• **Work to complete**
A. In the DECA forum thread, rewrite the paragraph that begins "One little advantage of DECA" in a shorter form that keeps its main facts.
B. Continue the DECA forum thread from the point where it stops.

I had one of the Best LAN Networks for MRV and HDTVFAN0001 talked me into DECA/SWM WHDVR Service and I went with the DECA and my System now is Flawless and it was pretty good with my LAN but I did have Hiccups and Pixellation and occasional dropouts so Now I Am Good To Go!!! :hurah:


----------



## Griff

Thanks for the info, now I am looking forward to upgrading (and someone else doing the work for a change!). I am kind of confused about the Cinema Plus. Is that something they automatically install, or do I even need it?
I suppose I had better read through this thread from the beginning.


----------



## Laxguy

veryoldschool said:


> A good ethernet verses DECA is hard to say one is better, "BUT" I've gone DECA and cleaned up all of those cat5 cables that used to run all over the place.


One little advantage of DECA that worked in my favor a week or so ago: If the router is borked, you still have Whole House (or Home, the official name.), minus, of course, the 'Cinema', or anything else On Demand.

And, I want to again thank VOS for the advice on the old router's reset button. As it turns out, I am upgrading it anyway, but it saved a day or two!


----------



## Richierich

veryoldschool said:


> A good ethernet verses DECA is hard to say one is better, "BUT" I've gone DECA and cleaned up all of those cat5 cables that used to run all over the place.


If your LAN works Flawlessly without any IR Interference ever and also DECA is Optimized to Distribute Audio/Video over the Coax without having to deal with traffic from your Router. However, you will have to hook up a DECA to your Router for Internet Access.

Just my $.02. YMMV!!!


----------



## veryoldschool

Griff said:


> Thanks for the info, now I am looking forward to upgrading (and someone else doing the work for a change!). I am kind of confused about the Cinema Plus. Is that something they automatically install, or do I even need it?

• **Dataset excerpt**
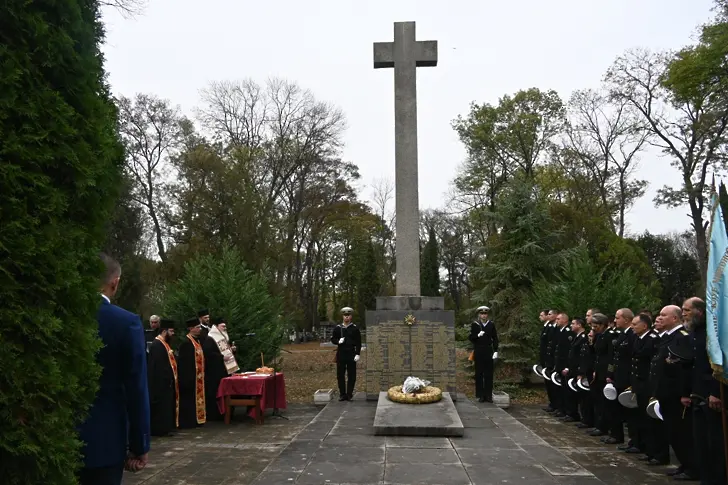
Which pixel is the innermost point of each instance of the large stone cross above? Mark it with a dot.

• **Answers per task**
A. A small advantage of DECA helped the poster a week or so ago: if the router is broken, Whole Home (officially "Home," not "House") keeps working, though the Cinema feature and anything else On Demand are lost.

B.
> I suppose I had better read through this thread from the beginning.


the DECA network can be connected to your router for internet access.
Back in post #299, you'll see the DECA to bridge to your home network has changed names several times. Cinema Plus is the On Demand programs that mostly come off the internet, so a "Broad Band DECA" is needed.


----------



## darman

veryoldschool said:


> the DECA network *can *be connected to your router for internet access.


There has to be a DECA at the router, doesn't there? The WHDVR is not a self-contained "routing" system is it? I thought it needed the router to pass data.


----------



## Laxguy

darman said:


> There has to be a DECA at the router, doesn't there? The WHDVR is not a self-contained "routing" system is it? I thought it needed the router to pass data.


Without ethernet, it's a self contained routing system-> whole house. With ethernet it's that plus Cinema/VOD and whatever else comes via internet.


----------



## Everyperson

"Playback failed. No audio/video packets received from server."

When I try to play a video(in a remote location) from my HR21-100 I get the message above. I have 5 DVRs connected via my in-house router/ethernet setup. Only this DVR is giving me problems. I ran network setup via setup menu and everything checked out fine.

Any suggestions?


----------



## veryoldschool

Everyperson said:


> "Playback failed. No audio/video packets received from server."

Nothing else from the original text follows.